● **Try it**
Narrow the data below down to the lines containing "shoreline".

● **Stored data**
##########
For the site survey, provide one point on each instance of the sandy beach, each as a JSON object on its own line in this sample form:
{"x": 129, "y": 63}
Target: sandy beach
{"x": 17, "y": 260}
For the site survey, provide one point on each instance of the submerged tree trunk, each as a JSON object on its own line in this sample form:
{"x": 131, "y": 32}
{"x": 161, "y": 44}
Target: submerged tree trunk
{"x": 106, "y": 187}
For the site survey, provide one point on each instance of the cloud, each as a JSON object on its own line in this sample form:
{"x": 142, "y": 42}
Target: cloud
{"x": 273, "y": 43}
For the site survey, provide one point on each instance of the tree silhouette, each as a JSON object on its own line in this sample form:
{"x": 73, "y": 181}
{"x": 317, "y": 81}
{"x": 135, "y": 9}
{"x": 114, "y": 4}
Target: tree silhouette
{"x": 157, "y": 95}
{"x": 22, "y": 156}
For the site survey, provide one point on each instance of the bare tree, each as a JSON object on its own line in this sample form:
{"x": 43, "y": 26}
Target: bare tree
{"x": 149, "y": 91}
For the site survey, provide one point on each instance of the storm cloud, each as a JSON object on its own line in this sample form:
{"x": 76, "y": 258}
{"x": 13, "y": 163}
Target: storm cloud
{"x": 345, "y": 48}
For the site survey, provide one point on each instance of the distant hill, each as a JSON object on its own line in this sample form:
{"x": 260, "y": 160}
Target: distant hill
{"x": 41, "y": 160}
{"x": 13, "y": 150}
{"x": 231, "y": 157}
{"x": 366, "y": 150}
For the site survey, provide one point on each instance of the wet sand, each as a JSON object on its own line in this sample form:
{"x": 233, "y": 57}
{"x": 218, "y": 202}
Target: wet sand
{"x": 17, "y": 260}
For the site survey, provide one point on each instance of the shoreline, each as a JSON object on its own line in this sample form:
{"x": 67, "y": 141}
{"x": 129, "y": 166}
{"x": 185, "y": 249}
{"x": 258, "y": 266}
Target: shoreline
##########
● **Exercise answer**
For the site survey, provide one point on each instance of the shoreline, each as a JSON object on its own line in this sample form:
Target: shoreline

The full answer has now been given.